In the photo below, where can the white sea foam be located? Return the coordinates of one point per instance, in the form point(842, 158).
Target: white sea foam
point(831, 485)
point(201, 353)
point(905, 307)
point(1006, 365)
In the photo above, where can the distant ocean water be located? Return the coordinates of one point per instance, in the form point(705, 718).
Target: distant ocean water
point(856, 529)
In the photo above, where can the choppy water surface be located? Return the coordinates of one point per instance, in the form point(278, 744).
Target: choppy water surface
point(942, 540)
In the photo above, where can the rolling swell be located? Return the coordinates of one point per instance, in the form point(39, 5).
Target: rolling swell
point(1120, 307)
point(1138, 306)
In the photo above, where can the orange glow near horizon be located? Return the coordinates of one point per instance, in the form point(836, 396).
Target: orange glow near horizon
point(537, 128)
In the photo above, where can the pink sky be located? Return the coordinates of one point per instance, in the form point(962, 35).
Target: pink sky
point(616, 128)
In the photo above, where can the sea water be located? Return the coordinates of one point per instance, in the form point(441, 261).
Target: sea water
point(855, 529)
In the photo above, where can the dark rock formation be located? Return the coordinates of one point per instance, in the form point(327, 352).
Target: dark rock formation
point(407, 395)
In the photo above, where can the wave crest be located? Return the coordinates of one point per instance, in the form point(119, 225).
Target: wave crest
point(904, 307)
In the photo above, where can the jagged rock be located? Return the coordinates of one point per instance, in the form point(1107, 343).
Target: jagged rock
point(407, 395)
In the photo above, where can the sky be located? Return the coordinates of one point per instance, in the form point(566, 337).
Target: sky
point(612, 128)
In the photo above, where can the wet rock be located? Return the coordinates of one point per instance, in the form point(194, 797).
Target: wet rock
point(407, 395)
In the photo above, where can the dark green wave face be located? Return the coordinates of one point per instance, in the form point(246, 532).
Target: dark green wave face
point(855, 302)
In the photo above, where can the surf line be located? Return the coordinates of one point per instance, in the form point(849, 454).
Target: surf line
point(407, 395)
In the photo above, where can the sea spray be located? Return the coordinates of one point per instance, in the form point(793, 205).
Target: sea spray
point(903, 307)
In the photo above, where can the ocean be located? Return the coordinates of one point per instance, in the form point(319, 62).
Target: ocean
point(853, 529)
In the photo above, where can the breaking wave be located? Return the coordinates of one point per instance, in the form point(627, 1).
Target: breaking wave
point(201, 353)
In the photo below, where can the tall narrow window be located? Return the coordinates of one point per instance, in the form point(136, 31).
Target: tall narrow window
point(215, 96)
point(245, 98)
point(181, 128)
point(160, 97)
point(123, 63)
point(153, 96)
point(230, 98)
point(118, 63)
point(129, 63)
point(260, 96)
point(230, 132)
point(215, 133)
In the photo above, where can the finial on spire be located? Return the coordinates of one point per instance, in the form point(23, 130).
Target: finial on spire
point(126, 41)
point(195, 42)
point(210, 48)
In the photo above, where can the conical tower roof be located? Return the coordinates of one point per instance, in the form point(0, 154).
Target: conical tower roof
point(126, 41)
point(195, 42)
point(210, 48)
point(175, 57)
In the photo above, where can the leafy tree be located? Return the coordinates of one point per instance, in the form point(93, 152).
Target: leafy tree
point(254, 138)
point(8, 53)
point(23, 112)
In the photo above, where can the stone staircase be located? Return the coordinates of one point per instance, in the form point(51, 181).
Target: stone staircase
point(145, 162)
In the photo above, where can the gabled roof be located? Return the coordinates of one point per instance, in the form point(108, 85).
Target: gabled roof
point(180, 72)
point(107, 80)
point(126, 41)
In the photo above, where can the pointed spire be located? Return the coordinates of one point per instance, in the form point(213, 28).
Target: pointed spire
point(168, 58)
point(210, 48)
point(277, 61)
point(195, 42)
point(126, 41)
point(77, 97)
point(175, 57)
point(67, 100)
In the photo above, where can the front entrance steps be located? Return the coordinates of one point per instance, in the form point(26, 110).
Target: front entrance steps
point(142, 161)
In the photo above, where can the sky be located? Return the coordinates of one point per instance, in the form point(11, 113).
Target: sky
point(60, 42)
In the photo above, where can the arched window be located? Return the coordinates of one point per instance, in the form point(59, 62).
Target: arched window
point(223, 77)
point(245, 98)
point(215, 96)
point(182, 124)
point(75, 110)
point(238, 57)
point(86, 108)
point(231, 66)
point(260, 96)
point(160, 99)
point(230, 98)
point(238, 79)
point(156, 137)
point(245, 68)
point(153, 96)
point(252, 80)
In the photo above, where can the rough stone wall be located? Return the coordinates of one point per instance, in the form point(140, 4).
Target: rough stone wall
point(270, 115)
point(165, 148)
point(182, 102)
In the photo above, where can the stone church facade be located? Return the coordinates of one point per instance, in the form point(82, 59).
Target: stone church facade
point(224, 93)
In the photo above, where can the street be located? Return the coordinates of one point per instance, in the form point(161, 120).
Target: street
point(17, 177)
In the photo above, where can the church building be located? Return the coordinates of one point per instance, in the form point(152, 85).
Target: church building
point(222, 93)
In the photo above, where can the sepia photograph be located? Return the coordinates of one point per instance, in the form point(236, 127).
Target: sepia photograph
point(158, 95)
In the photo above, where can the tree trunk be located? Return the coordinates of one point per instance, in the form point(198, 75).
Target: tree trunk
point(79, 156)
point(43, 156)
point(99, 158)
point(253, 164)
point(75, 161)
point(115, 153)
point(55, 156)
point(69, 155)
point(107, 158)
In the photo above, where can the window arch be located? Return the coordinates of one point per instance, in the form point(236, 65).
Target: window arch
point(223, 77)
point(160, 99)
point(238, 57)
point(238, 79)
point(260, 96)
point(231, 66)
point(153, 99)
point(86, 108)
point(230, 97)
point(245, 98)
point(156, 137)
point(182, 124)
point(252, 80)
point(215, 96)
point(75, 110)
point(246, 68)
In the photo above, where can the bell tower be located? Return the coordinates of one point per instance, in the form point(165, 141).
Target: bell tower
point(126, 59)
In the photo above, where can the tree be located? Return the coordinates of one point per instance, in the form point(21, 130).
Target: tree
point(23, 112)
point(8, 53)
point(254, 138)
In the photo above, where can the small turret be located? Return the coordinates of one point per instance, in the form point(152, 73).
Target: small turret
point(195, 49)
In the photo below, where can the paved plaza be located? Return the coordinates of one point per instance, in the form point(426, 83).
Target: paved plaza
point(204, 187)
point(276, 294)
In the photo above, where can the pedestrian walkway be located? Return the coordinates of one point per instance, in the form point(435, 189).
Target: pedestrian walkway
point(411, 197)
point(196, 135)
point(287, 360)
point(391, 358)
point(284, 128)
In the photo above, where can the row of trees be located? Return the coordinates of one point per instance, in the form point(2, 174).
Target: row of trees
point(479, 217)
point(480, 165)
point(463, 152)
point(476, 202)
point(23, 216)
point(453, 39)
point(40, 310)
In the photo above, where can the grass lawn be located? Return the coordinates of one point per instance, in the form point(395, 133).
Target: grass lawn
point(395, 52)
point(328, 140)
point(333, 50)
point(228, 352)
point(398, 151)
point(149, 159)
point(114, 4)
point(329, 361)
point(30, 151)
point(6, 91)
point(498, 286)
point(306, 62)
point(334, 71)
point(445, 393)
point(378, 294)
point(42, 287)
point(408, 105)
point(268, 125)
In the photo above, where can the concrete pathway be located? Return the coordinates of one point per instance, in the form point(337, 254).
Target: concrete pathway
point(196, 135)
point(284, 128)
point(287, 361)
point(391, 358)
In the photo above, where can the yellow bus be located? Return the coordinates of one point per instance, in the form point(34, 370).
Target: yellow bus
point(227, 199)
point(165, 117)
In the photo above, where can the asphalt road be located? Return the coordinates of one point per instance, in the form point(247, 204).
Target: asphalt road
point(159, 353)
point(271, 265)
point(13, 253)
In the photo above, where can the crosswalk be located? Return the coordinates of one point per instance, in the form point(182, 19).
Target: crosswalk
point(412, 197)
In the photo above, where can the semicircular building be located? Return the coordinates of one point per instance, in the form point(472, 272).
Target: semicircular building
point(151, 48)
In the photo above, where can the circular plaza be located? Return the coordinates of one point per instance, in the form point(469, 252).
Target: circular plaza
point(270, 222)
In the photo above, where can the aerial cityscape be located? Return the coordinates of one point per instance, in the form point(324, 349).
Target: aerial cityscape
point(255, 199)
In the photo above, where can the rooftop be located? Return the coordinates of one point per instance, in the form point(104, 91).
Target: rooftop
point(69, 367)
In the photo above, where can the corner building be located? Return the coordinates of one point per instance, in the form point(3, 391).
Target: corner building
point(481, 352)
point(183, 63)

__Short exercise__. Reproduce word for word the stretch of the records from their first line through the line that contains "point(942, 540)", including both of those lines.

__Full answer__.
In the photo below, where can the white sea foam be located? Return the coordinates of one point per instance, in the form point(842, 158).
Target: white sea foam
point(831, 485)
point(201, 353)
point(905, 307)
point(1006, 365)
In the photo above, where can the distant ocean water be located? Return the coordinates of one point per instance, in the form point(705, 718).
Target: distant ocean water
point(856, 529)
In the photo above, where can the choppy water surface be located? Return the coordinates of one point per instance, in the form point(278, 744).
Target: choppy water surface
point(942, 540)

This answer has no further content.